====== Record extracts

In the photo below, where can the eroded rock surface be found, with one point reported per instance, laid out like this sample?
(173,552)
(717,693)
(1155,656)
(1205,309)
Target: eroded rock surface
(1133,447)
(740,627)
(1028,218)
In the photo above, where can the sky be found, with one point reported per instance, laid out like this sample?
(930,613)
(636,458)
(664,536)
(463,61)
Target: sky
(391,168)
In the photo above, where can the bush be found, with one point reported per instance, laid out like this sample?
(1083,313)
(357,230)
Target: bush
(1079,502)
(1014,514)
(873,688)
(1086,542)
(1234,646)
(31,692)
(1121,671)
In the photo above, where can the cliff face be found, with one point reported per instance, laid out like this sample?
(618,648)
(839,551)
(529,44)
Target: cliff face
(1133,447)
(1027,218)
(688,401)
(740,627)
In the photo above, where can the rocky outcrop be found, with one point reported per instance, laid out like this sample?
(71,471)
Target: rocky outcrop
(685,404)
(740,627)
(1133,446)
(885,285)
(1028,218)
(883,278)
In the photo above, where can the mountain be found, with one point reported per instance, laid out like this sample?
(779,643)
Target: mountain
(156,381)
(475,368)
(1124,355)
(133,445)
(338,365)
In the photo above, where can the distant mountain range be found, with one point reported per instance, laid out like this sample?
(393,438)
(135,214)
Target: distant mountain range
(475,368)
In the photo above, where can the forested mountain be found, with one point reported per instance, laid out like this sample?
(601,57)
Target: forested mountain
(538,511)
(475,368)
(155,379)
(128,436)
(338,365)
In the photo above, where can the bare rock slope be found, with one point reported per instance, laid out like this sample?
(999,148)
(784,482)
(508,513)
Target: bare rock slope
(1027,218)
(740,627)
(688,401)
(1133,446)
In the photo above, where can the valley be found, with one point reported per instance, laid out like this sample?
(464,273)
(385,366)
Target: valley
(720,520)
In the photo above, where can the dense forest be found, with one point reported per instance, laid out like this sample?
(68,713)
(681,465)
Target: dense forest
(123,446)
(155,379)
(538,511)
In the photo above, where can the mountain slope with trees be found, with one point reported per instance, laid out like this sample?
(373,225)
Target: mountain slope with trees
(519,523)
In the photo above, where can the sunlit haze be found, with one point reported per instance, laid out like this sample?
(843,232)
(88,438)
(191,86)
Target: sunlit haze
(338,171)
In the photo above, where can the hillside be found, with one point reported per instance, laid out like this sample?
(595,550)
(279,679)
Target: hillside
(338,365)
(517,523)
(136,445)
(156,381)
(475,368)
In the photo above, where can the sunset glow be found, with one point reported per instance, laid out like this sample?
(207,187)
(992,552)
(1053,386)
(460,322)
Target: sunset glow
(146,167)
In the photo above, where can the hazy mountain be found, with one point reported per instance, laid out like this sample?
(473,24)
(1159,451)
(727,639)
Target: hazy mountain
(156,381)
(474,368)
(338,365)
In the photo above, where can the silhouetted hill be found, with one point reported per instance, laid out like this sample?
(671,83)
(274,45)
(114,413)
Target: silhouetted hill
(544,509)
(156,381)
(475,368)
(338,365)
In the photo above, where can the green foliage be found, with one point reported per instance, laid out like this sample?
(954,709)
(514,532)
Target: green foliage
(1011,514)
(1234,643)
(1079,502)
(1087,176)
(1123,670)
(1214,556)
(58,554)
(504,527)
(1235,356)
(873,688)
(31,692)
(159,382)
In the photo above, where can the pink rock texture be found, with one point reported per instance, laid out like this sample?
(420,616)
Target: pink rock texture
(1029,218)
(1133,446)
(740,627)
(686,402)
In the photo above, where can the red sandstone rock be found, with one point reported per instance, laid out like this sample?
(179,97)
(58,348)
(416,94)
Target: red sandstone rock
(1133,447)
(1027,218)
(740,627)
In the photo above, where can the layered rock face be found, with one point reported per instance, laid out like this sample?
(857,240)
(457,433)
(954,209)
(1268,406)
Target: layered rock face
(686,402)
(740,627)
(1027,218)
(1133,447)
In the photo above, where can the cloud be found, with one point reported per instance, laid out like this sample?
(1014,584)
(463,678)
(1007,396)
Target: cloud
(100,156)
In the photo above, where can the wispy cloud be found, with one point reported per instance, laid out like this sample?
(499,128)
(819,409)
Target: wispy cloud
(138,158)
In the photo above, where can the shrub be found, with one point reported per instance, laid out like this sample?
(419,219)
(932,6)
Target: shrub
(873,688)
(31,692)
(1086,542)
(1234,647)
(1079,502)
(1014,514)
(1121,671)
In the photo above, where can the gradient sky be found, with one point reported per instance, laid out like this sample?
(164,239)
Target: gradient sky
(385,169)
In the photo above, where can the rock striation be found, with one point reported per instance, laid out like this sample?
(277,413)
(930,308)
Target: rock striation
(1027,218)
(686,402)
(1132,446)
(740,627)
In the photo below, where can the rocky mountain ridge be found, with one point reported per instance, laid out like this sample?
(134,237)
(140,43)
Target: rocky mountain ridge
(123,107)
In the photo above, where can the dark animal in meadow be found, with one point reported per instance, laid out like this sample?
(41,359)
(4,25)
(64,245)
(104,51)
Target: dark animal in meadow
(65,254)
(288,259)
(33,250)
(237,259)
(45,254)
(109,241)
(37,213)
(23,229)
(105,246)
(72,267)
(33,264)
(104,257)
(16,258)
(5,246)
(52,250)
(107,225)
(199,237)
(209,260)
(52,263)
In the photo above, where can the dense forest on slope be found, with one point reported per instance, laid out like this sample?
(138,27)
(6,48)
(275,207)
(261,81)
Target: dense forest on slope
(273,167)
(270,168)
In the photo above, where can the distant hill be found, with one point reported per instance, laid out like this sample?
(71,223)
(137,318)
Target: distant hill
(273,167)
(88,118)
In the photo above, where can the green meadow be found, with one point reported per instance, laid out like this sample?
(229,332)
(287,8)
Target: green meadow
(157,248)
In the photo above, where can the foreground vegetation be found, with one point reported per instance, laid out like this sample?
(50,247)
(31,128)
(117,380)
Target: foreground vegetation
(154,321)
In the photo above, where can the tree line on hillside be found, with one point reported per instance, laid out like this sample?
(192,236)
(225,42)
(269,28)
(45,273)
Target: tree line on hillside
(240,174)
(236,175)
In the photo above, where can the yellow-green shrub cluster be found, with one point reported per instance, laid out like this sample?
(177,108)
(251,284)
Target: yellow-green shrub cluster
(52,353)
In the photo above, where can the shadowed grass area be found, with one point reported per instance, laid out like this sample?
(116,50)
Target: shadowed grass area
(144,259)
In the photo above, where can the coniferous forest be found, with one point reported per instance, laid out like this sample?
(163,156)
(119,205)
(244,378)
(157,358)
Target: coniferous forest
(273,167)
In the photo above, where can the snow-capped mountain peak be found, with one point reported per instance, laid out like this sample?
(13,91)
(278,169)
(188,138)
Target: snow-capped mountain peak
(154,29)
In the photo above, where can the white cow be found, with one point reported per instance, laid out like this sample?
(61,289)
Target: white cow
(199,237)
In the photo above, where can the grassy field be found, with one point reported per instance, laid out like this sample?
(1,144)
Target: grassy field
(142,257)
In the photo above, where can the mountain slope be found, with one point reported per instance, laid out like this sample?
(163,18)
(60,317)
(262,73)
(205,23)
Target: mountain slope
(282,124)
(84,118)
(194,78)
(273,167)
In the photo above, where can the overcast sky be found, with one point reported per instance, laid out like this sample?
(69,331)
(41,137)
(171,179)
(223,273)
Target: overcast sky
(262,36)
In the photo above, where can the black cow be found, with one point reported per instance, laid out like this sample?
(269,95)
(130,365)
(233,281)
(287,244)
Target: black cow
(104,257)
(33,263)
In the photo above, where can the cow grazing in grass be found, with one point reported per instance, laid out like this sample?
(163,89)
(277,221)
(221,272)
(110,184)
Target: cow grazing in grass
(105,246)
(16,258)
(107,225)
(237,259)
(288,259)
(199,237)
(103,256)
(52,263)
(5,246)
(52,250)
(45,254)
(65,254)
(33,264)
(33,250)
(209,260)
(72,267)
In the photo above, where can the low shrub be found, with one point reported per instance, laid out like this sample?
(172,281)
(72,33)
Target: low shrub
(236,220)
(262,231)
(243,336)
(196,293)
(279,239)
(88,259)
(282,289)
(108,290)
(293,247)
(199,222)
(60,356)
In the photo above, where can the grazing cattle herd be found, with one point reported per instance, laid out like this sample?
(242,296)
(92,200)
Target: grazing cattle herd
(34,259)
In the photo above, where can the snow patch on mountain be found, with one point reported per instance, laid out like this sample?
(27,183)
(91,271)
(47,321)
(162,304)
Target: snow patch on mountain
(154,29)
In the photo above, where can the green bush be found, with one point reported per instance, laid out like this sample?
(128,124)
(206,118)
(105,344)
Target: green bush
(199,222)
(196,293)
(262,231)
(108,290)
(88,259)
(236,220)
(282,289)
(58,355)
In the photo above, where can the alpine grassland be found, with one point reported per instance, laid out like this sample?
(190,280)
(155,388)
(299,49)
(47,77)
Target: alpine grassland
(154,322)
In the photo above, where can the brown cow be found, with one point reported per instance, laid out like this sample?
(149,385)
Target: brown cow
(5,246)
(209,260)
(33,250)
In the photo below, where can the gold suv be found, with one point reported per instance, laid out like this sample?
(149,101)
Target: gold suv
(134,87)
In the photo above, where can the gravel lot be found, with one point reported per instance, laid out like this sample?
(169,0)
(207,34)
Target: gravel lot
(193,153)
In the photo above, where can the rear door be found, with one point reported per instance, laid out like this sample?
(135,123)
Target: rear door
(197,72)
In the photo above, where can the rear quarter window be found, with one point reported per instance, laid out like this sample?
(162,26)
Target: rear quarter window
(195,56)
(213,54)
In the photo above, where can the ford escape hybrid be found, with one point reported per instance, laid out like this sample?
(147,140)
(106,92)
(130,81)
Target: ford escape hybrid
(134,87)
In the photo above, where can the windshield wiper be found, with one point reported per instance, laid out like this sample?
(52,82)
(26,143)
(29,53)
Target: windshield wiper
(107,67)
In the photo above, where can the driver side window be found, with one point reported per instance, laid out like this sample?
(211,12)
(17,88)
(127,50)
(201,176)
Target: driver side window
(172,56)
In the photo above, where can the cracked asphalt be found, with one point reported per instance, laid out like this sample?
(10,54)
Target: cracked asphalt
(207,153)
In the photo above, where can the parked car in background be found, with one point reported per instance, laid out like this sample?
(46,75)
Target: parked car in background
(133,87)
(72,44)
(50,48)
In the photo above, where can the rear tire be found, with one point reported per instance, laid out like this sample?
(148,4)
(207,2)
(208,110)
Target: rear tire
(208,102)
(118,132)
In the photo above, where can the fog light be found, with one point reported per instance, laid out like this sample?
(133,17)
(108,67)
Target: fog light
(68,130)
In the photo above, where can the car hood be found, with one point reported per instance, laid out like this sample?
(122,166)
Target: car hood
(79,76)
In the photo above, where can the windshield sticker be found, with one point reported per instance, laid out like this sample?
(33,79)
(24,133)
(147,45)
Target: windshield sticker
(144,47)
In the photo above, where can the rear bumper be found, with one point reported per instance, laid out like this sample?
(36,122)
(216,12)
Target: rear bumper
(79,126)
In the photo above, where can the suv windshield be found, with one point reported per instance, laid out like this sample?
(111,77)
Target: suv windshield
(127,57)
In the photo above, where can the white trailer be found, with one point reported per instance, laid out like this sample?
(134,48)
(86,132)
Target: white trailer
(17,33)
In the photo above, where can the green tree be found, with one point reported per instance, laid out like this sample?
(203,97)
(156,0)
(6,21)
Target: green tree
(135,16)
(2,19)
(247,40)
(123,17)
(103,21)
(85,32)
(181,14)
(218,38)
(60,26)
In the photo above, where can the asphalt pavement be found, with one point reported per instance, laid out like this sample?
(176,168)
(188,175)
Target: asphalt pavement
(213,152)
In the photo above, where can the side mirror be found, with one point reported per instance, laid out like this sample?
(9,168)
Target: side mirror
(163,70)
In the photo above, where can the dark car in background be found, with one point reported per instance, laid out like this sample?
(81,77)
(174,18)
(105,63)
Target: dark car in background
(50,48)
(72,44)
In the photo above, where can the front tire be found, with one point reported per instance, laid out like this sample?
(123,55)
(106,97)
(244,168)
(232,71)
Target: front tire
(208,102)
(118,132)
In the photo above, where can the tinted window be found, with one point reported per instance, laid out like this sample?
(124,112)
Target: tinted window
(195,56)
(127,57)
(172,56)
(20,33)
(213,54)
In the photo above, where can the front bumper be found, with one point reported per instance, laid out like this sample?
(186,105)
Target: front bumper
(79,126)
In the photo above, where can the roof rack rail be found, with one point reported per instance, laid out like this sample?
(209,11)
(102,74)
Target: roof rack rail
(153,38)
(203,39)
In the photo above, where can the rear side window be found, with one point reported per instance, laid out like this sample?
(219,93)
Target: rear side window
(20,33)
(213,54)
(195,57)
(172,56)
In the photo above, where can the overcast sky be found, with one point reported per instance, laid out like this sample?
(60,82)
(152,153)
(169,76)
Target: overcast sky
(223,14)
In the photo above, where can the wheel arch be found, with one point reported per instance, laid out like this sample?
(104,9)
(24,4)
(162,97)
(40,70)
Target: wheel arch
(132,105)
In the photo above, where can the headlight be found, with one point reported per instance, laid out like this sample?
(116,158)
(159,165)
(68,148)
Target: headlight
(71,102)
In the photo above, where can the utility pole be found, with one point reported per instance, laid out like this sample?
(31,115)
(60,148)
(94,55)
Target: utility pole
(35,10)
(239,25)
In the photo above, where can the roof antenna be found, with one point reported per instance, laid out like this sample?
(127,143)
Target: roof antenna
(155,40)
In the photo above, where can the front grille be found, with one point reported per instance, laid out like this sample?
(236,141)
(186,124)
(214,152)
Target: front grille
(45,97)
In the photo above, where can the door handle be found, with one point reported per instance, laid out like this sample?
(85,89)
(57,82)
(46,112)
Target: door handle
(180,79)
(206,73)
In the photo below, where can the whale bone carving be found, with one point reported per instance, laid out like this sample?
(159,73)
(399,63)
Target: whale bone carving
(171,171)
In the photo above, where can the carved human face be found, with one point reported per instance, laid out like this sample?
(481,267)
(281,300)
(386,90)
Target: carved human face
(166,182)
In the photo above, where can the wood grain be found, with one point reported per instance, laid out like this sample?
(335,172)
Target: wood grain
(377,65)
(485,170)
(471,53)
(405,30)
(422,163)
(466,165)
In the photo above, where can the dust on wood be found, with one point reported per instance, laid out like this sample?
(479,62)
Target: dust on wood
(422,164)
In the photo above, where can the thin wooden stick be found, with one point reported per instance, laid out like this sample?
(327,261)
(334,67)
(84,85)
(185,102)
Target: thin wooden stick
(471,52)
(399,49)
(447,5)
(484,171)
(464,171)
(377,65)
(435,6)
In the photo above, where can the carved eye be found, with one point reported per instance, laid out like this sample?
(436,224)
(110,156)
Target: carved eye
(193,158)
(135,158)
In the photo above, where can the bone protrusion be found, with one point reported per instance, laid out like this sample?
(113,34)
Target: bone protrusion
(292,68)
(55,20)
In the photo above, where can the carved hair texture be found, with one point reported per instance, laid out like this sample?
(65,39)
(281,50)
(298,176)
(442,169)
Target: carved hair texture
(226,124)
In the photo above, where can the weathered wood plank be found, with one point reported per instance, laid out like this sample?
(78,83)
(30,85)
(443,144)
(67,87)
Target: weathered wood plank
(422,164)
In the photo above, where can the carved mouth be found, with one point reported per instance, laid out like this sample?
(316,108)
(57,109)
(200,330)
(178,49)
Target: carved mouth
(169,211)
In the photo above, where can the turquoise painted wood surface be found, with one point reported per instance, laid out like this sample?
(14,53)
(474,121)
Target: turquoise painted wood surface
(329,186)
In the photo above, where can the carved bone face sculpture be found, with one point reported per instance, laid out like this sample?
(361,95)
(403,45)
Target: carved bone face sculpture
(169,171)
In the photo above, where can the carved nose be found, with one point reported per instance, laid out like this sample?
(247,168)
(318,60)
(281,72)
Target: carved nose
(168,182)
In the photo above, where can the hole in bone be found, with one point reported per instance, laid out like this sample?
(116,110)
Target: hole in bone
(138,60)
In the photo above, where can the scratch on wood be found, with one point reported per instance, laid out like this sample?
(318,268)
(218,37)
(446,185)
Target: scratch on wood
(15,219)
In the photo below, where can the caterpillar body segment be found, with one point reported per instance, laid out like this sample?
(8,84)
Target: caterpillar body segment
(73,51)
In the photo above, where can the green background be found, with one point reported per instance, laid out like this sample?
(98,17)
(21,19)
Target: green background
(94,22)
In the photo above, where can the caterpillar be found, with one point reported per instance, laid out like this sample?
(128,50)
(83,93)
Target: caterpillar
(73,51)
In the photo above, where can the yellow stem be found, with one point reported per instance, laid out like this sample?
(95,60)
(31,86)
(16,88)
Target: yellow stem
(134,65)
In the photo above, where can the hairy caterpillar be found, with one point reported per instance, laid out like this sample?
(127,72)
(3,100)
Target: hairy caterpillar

============

» Given instruction: Convert the stretch from the line containing "In the photo above, where can the caterpillar" through the end of the entries into a JSON list of strings, one string per line and no blank lines, covering both ends and nothing else.

» Final answer:
[
  "In the photo above, where can the caterpillar be found, with one point reported per instance, laid out like this sample?",
  "(128,50)",
  "(83,93)",
  "Target: caterpillar",
  "(73,51)",
  "In the photo above, where can the yellow stem be found, with one point reported per instance, laid out like this sample?",
  "(95,60)",
  "(31,86)",
  "(16,88)",
  "Target: yellow stem",
  "(134,65)",
  "In the photo above, where can the hairy caterpillar be found, with one point reported per instance, laid out like this sample?",
  "(127,72)",
  "(3,100)",
  "Target: hairy caterpillar"
]